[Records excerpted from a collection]
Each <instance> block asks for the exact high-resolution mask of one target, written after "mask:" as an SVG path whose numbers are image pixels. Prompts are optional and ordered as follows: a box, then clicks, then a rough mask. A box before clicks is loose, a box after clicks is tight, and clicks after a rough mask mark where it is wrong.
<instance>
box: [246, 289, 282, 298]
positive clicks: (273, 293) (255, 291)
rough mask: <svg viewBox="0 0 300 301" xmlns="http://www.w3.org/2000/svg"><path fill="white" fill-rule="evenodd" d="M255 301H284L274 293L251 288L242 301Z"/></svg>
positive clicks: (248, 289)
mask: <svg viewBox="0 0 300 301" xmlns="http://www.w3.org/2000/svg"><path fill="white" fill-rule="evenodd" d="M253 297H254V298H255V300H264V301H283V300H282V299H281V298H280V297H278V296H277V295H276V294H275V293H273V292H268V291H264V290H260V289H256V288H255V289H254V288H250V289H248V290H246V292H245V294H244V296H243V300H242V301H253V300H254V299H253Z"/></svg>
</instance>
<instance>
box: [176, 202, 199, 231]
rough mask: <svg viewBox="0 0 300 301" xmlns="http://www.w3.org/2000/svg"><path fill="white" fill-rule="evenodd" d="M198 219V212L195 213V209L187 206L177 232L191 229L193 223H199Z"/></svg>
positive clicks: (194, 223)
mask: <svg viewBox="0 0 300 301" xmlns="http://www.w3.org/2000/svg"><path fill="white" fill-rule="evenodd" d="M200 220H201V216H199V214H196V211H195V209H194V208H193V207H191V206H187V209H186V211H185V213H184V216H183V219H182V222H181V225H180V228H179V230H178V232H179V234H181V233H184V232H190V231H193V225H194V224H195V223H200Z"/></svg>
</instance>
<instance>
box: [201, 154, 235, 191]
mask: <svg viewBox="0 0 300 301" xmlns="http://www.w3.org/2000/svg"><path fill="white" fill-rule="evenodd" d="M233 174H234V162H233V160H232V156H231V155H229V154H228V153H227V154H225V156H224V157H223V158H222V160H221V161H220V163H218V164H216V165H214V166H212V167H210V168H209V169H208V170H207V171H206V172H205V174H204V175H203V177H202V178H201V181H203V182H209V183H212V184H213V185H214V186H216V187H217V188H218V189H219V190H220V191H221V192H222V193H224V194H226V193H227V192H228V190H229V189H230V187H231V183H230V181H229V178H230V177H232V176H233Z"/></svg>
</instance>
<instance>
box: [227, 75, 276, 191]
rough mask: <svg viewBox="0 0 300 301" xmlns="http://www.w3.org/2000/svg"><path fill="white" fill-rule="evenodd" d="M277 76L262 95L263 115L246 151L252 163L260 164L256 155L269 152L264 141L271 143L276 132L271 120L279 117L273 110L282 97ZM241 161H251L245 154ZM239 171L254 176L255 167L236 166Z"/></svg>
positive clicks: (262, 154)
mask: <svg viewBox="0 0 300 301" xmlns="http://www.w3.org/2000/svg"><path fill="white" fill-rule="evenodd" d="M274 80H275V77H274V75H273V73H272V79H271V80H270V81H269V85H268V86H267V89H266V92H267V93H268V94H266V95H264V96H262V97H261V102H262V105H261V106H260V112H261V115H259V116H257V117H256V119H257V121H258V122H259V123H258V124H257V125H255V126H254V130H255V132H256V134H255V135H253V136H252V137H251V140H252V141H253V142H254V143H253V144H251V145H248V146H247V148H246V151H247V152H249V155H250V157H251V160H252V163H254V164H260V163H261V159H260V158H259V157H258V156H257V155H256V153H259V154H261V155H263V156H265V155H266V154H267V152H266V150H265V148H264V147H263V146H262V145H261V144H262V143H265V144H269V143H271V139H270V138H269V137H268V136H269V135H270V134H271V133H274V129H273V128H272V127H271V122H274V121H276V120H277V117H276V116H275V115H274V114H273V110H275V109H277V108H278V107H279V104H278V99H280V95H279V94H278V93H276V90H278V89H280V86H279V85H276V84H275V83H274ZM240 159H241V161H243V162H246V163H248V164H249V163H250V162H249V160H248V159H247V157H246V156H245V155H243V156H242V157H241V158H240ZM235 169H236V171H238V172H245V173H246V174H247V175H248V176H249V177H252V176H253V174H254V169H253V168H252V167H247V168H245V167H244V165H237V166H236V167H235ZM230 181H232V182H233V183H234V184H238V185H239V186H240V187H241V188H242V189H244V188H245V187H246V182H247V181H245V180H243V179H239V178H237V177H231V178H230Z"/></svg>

Task: An exact repetition of all the entries is required.

Solution to the exercise:
Each <instance> block asks for the exact high-resolution mask of one target, written after "mask:" as an SVG path whose numbers are image pixels. Prompts are optional and ordered as follows: a box, then clicks, then a rough mask. A box before clicks is loose, a box after clicks is tight, and clicks after a rough mask mark where it is wrong.
<instance>
box: [246, 289, 282, 298]
positive clicks: (273, 293) (255, 291)
rough mask: <svg viewBox="0 0 300 301" xmlns="http://www.w3.org/2000/svg"><path fill="white" fill-rule="evenodd" d="M255 301H284L274 293L251 288L242 301Z"/></svg>
positive clicks: (248, 289)
mask: <svg viewBox="0 0 300 301" xmlns="http://www.w3.org/2000/svg"><path fill="white" fill-rule="evenodd" d="M253 297H254V298H255V300H264V301H283V300H282V299H281V298H280V297H278V296H277V295H276V294H275V293H273V292H268V291H264V290H260V289H256V288H255V289H254V288H250V289H248V290H246V292H245V294H244V296H243V300H242V301H253V300H254V299H253Z"/></svg>
</instance>
<instance>
box: [176, 202, 199, 231]
rough mask: <svg viewBox="0 0 300 301" xmlns="http://www.w3.org/2000/svg"><path fill="white" fill-rule="evenodd" d="M198 219V212L195 213V209L187 206L177 232L191 229L193 223H199Z"/></svg>
positive clicks: (194, 223)
mask: <svg viewBox="0 0 300 301" xmlns="http://www.w3.org/2000/svg"><path fill="white" fill-rule="evenodd" d="M200 220H201V216H199V214H196V211H195V209H194V208H193V207H191V206H187V209H186V211H185V213H184V216H183V219H182V222H181V225H180V228H179V230H178V232H179V234H181V233H184V232H190V231H193V225H194V224H195V223H200Z"/></svg>
</instance>
<instance>
box: [201, 154, 235, 191]
mask: <svg viewBox="0 0 300 301" xmlns="http://www.w3.org/2000/svg"><path fill="white" fill-rule="evenodd" d="M233 174H234V162H233V160H232V156H231V155H229V154H228V153H227V154H225V156H224V157H223V158H222V160H221V161H220V163H218V164H216V165H214V166H212V167H210V168H209V169H208V170H207V171H206V172H205V174H204V175H203V177H202V178H201V181H203V182H209V183H212V184H213V185H214V186H216V187H217V188H218V189H219V190H220V191H221V192H222V193H224V194H226V193H227V192H228V190H229V189H230V187H231V183H230V181H229V178H230V177H232V176H233Z"/></svg>
</instance>
<instance>
box: [227, 75, 276, 191]
rough mask: <svg viewBox="0 0 300 301" xmlns="http://www.w3.org/2000/svg"><path fill="white" fill-rule="evenodd" d="M277 76L262 95L263 115L246 151L252 163L260 164L256 155L269 152L264 141L271 143L276 132L271 120L279 117L273 110L282 97ZM241 161H251L245 154ZM239 171L254 176L255 167L236 166Z"/></svg>
positive clicks: (262, 154)
mask: <svg viewBox="0 0 300 301" xmlns="http://www.w3.org/2000/svg"><path fill="white" fill-rule="evenodd" d="M274 80H275V77H274V75H273V73H272V79H271V80H270V81H269V85H268V86H267V89H266V92H267V93H268V94H266V95H264V96H262V97H261V102H262V105H261V106H260V112H261V115H259V116H257V117H256V119H257V121H258V122H259V123H258V124H257V125H255V126H254V130H255V132H256V134H255V135H253V136H252V137H251V140H252V141H253V142H254V143H253V144H251V145H248V146H247V148H246V151H247V152H249V155H250V157H251V160H252V163H254V164H260V163H261V159H260V158H259V157H258V156H257V155H256V153H259V154H261V155H263V156H265V155H266V154H267V152H266V150H265V148H264V147H263V146H262V145H261V144H262V143H265V144H269V143H271V139H270V138H269V137H268V136H269V135H270V134H271V133H274V129H273V128H272V127H271V122H274V121H276V120H277V117H276V116H275V115H274V114H273V110H275V109H277V108H278V107H279V104H278V99H280V95H279V94H278V93H276V90H278V89H280V86H279V85H276V84H275V83H274ZM240 159H241V161H243V162H246V163H248V164H249V163H250V162H249V160H248V159H247V157H246V156H245V155H243V156H242V157H241V158H240ZM235 169H236V171H238V172H245V173H246V174H247V175H248V176H249V177H252V176H253V174H254V169H253V168H252V167H247V168H245V167H244V165H237V166H236V167H235ZM230 181H232V182H233V183H234V184H238V185H239V186H240V187H241V188H242V189H244V188H245V187H246V182H247V181H245V180H243V179H239V178H237V177H231V178H230Z"/></svg>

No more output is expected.